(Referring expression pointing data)
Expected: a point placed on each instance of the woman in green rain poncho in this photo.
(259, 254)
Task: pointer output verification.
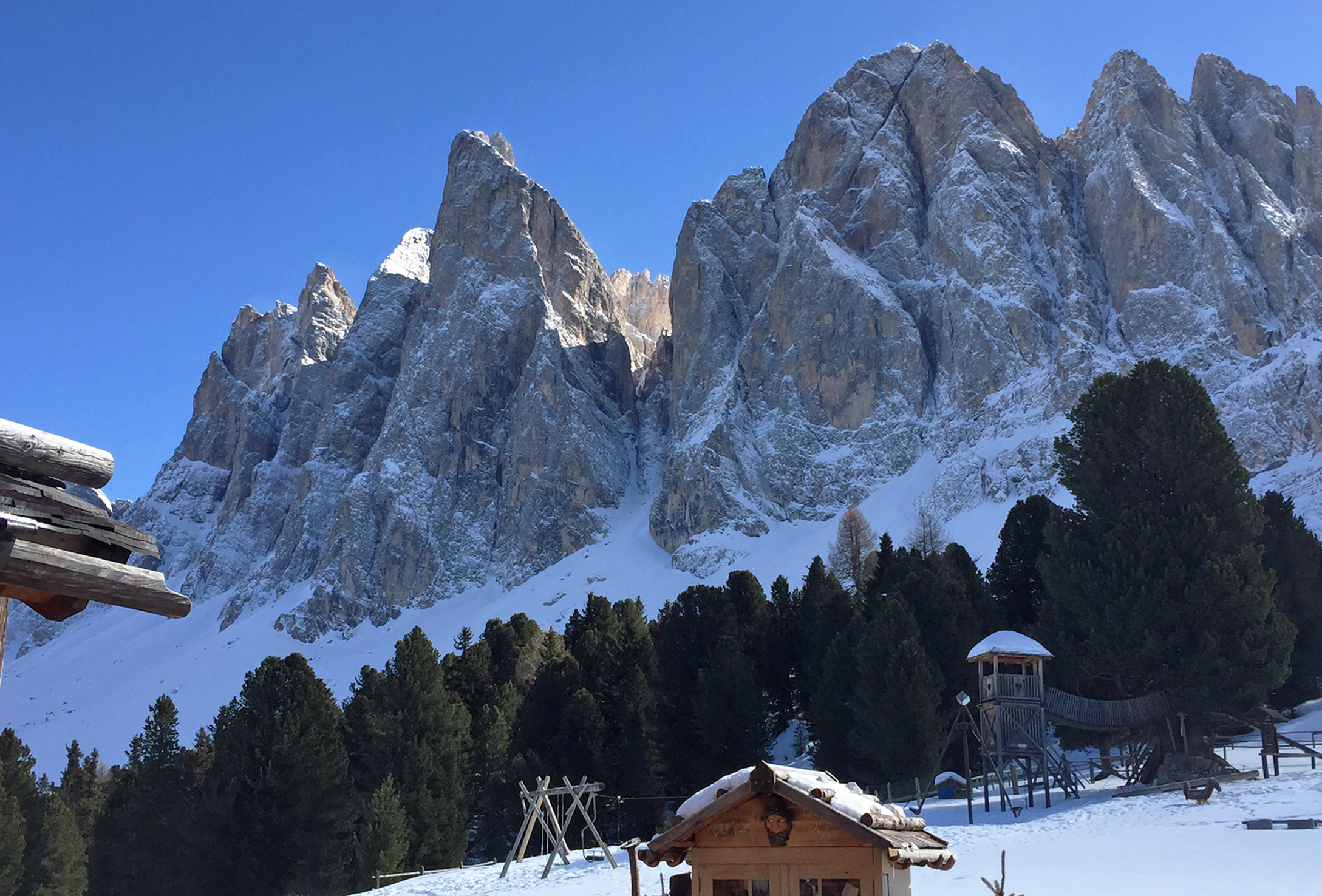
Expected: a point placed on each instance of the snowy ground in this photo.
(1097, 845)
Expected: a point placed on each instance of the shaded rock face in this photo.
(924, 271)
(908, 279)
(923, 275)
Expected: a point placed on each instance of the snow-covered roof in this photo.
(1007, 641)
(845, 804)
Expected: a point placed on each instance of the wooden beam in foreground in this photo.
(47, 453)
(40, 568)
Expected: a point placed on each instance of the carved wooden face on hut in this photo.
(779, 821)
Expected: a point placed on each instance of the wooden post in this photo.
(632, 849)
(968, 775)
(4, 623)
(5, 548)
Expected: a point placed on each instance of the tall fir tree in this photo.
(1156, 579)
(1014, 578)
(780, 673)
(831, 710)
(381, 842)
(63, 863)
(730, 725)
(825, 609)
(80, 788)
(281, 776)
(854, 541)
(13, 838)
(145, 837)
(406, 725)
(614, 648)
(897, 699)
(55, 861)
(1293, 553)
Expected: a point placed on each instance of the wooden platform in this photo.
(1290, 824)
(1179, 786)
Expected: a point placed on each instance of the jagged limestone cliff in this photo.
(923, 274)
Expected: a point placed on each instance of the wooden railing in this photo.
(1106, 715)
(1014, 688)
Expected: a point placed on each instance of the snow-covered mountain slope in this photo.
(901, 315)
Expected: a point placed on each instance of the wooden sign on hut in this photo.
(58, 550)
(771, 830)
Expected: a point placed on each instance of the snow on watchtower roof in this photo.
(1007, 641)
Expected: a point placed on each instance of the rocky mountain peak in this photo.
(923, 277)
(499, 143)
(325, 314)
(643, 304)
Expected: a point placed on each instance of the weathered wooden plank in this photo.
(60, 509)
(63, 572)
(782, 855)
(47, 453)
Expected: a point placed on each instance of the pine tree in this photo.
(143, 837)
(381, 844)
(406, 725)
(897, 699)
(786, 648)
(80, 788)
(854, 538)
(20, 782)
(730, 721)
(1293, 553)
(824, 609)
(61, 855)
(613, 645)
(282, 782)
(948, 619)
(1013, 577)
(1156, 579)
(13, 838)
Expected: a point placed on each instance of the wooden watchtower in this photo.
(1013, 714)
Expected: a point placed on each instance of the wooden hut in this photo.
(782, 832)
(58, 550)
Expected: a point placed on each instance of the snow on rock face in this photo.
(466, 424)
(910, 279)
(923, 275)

---

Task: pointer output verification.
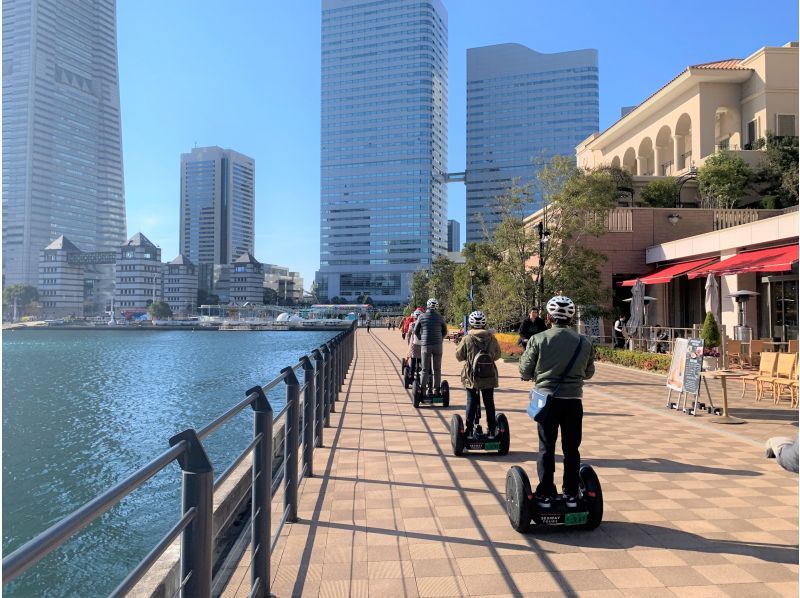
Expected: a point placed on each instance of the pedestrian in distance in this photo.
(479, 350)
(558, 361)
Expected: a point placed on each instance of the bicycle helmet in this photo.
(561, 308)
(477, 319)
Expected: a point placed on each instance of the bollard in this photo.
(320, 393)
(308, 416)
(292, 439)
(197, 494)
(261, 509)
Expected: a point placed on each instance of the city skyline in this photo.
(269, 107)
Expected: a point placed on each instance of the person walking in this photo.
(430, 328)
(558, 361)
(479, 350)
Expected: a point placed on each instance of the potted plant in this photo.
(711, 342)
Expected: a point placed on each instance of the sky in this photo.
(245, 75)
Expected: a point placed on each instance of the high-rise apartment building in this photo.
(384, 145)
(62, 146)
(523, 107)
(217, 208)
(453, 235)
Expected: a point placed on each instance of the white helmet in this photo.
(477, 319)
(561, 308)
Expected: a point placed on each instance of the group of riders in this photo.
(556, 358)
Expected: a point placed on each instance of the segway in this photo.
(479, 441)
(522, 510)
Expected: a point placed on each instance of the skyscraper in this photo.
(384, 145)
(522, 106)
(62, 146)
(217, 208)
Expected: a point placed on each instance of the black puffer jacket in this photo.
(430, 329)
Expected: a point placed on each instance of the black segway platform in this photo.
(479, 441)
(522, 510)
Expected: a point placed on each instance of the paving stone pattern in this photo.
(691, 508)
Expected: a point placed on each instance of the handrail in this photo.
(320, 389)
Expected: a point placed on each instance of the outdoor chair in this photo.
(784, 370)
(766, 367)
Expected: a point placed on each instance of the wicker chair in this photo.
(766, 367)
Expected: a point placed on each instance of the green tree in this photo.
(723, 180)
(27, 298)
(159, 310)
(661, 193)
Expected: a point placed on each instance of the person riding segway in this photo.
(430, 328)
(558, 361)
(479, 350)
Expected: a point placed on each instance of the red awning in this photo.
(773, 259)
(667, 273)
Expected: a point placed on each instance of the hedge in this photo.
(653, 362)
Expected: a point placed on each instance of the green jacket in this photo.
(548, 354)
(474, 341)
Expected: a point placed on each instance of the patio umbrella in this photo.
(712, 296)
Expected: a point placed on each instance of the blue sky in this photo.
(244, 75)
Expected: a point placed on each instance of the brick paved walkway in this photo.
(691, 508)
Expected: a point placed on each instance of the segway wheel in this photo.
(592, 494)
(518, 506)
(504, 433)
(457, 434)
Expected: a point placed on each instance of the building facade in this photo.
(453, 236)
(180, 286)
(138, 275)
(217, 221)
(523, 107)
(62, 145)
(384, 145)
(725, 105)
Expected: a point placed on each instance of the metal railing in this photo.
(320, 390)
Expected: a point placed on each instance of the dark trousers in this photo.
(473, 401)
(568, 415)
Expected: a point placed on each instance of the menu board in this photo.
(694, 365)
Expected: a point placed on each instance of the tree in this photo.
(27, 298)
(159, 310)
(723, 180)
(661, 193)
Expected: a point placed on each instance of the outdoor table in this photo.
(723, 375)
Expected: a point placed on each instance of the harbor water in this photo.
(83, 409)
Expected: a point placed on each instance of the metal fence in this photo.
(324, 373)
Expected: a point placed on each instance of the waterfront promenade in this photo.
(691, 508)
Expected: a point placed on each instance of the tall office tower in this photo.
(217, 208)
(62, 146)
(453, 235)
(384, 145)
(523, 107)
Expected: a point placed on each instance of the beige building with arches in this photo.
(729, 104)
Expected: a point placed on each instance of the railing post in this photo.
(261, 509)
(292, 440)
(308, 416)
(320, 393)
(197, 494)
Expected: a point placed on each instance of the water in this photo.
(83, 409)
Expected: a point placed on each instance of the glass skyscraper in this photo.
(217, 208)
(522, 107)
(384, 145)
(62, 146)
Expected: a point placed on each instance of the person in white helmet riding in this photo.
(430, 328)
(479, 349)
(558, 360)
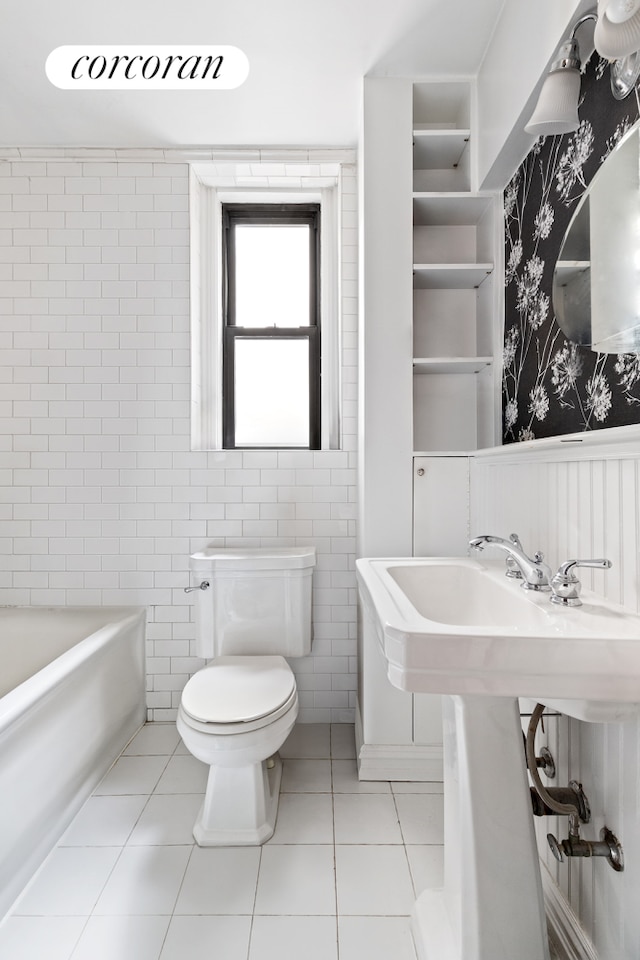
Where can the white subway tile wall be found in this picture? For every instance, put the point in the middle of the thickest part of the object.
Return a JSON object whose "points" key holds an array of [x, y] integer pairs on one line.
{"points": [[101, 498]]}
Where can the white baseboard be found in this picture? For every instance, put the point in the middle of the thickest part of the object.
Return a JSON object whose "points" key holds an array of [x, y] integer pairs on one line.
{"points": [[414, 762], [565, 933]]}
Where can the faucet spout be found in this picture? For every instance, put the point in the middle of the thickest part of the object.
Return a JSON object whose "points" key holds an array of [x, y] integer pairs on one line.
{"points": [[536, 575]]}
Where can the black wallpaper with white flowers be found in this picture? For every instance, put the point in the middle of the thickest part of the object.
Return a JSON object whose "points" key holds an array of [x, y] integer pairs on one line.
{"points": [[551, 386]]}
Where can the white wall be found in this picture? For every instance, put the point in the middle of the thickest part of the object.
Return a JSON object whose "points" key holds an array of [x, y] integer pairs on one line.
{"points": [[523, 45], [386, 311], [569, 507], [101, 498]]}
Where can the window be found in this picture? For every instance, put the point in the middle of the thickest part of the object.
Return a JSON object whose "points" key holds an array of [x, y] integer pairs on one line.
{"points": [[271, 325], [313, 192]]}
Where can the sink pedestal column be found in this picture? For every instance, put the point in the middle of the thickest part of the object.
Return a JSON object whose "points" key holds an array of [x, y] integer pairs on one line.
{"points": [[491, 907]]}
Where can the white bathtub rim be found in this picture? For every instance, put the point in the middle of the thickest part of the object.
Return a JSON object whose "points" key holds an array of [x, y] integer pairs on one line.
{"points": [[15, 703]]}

# EXERCISE INSTRUCTIONS
Once the line with "Expected: a point placed on each instance of the glass" is found above, print it and every line after it through the line with "Where can the white baseboard", exactly. Pictures stay out.

# RESULT OF THE EXERCISE
Expected: a point placed on each instance of the glass skyscraper in this photo.
(217, 208)
(522, 107)
(384, 145)
(62, 146)
Expected: a point placed on each instance of the person in white helmet riding in this photo.
(430, 328)
(479, 349)
(558, 360)
Where can the white subway tile wall be found in this picture? For every instance, put the point in the middle of the thickest part of the object.
Return a JSON object whose "points" key holds an array of [x, y] integer pairs on one line.
{"points": [[101, 498]]}
Where can the white baseboard be found in this picture? For every instance, put the point in the middle of the thickest part of the object.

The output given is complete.